From the text on zirconia crowns, pull out the passage starting at "Durability and Long-Term" and ending at "traditional metal-based options.", copying it word for word.

*** SELECTED TEXT ***

What Insurance Typically Covers
Dental crowns fall under “major services” in most insurance plans. That means your plan will generally cover 50 percent of the cost after you’ve met your annual deductible. Some higher-tier plans cover 60 to 80 percent. So on a $1,500 zirconia crown with 50 percent coverage, you’d pay around $750 out of pocket plus whatever remains on your deductible.
There’s a catch worth knowing about. Some plans will only cover up to the cost of a standard crown material and classify zirconia as a “cosmetic upgrade.” If that happens, you pay the difference between the plan’s allowed amount and the full zirconia price. Check with your insurance before your appointment to see how they classify the material your dentist recommends.
How Zirconia Compares to Other Crown Types
Zirconia sits at the higher end of the crown price spectrum, but the alternatives overlap more than you might expect.
- E-Max (lithium disilicate): $1,200 to $2,000 per crown. These are the go-to choice for front teeth because they closely replicate natural tooth translucency. They’re strong but not as fracture-resistant as zirconia, so dentists typically reserve them for teeth that don’t bear heavy chewing forces.
- Porcelain-fused-to-metal: Generally less expensive than all-ceramic options. They’re durable, but the metal substructure can create a dark line at the gumline over time, which is why they’ve fallen out of favor for visible teeth.
- Zirconia: $1,200 to $2,500 per crown. The strongest ceramic option available, making it the preferred material for back molars that handle intense biting pressure.
Your dentist’s recommendation will usually come down to which tooth needs the crown. Zirconia for molars, E-Max or layered zirconia for front teeth.
Durability and Long-Term Value
Zirconia is the toughest ceramic material used in dentistry. It resists cracking under heavy bite forces, which is the main reason it’s become the default for back teeth. In clinical studies, zirconia restorations show five-year survival rates above 90 percent, comparable to traditional metal-based options.
Over longer periods, the data gets more nuanced. Ten-year survival rates for zirconia bridges (which endure more stress than single crowns) drop to around 53 percent in some studies, with chipping of porcelain layers being the most common issue. Single crowns generally hold up better than bridges because they don’t span a gap between teeth, but the message is clear: zirconia is not a lifetime guarantee. Expect to get at least a decade of use from a well-made zirconia crown, and potentially much longer with good oral care.
One factor worth considering is how zirconia interacts with the teeth it bites against. All ceramics can wear down natural enamel over time, but polished zirconia is actually gentler on opposing teeth than many alternatives. The key word is “polished.” If the surface is glazed rather than polished, it becomes significantly more abrasive. If you grind your teeth at night, ask your dentist about wearing a night guard to protect both the crown and the teeth around it.
How to Lower Your Out-of-Pocket Cost
If the sticker price feels steep, you have options. Many dental offices offer payment plans or work with third-party financing that lets you spread the cost over 6 to 24 months, sometimes interest-free. Dental discount plans (not insurance, but membership programs) can reduce the fee by 15 to 30 percent at participating dentists. And if you’re near a dental school, supervised clinics often perform crown procedures at significantly reduced rates, though the process takes longer.
Getting quotes from two or three offices in your area is one of the simplest ways to save. Pricing varies enough from one practice to the next that a few phone calls can easily save you several hundred dollars on the same procedure with the same material.

*** ENTRIES SHOWN ***

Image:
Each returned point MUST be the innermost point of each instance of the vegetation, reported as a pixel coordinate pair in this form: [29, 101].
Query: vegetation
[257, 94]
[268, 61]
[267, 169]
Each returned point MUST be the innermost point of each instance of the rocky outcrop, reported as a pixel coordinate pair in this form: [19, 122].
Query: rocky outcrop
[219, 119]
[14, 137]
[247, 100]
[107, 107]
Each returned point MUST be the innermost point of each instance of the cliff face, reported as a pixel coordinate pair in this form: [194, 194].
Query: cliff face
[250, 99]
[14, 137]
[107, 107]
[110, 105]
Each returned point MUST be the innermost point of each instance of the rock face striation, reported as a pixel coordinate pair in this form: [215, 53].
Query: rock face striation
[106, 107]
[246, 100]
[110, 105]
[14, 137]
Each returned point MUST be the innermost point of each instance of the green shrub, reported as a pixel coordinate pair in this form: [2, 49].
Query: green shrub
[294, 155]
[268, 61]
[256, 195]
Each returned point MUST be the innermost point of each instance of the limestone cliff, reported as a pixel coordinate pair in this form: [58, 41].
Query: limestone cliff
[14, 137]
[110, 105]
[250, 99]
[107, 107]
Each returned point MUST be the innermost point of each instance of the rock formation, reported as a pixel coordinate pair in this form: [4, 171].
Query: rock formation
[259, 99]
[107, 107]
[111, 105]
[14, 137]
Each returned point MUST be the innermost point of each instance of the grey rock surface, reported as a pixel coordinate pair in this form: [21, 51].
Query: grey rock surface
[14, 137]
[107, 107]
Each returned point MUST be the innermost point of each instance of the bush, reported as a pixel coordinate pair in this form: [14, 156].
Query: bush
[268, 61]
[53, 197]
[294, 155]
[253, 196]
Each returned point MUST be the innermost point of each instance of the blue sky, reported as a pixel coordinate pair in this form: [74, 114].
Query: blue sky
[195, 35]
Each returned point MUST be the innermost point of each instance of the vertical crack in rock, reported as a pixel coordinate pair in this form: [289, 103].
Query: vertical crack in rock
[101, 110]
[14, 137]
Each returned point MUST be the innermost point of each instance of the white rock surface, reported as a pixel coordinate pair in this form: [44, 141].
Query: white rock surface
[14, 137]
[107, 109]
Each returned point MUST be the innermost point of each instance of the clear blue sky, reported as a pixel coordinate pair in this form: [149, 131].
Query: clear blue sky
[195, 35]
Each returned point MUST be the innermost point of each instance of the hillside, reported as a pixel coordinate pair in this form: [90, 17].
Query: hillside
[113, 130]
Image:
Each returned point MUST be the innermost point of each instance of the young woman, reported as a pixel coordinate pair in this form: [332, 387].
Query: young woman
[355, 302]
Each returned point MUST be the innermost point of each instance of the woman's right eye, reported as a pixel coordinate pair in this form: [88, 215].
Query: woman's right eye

***

**SOLUTION FOR THIS PROBLEM**
Durability and Long-Term Value
Zirconia is the toughest ceramic material used in dentistry. It resists cracking under heavy bite forces, which is the main reason it’s become the default for back teeth. In clinical studies, zirconia restorations show five-year survival rates above 90 percent, comparable to traditional metal-based options.